What you have to do:
Rewrite the lines from the one containing "Target: <item>shirt pocket</item>" through the one containing "162), (184, 162)]", replacing "shirt pocket" with "breast pocket" and leaving everything else unchanged.

Entries supplied:
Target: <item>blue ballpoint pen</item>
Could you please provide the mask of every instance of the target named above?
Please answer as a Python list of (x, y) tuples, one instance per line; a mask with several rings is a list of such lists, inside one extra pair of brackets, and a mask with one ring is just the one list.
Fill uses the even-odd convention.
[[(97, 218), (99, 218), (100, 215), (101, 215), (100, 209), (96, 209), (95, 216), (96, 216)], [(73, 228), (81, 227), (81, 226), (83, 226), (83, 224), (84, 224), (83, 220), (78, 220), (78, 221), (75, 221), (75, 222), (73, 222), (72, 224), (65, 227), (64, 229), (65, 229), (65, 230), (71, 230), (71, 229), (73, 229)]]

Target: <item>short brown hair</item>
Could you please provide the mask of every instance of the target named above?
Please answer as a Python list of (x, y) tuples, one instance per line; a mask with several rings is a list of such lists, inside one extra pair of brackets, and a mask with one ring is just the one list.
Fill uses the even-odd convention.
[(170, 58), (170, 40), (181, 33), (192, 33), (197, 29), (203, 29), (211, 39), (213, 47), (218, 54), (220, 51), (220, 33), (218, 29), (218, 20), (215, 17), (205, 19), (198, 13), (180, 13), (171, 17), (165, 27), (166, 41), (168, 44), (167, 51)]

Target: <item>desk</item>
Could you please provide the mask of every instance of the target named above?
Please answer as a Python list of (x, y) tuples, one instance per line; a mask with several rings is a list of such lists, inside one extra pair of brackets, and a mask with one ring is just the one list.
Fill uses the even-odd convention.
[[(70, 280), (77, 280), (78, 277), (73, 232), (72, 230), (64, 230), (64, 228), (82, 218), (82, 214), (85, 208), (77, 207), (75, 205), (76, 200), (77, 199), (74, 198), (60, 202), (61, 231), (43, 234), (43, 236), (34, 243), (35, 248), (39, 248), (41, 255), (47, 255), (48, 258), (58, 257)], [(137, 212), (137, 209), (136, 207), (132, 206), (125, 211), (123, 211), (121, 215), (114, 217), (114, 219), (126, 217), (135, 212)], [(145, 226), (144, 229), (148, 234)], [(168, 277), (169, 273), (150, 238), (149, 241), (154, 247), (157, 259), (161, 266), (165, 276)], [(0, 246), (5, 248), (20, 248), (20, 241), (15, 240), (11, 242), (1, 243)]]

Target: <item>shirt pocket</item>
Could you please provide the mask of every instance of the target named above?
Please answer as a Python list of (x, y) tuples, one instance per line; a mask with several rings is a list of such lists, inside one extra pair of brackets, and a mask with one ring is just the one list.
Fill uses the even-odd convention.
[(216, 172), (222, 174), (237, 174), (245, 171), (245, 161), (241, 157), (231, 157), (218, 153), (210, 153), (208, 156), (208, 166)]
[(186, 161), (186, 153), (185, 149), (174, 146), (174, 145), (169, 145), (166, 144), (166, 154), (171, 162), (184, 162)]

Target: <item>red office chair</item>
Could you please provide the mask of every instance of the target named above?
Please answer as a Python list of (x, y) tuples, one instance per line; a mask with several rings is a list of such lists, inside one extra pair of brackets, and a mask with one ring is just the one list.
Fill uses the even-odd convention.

Written answer:
Target: <item>breast pocket</item>
Could you please provide the mask of every instance of the target named above?
Please answer as a Python list of (x, y) tuples, one instance per line; a mask with several rings is a list of such lists, inside one extra pair of brackets, and a mask with one ring is just the one list.
Fill uses the even-odd convention.
[(216, 172), (222, 174), (237, 174), (245, 171), (245, 161), (241, 157), (231, 157), (218, 153), (210, 153), (208, 156), (208, 166)]
[(186, 161), (186, 153), (185, 149), (174, 146), (174, 145), (169, 145), (166, 144), (166, 154), (171, 162), (184, 162)]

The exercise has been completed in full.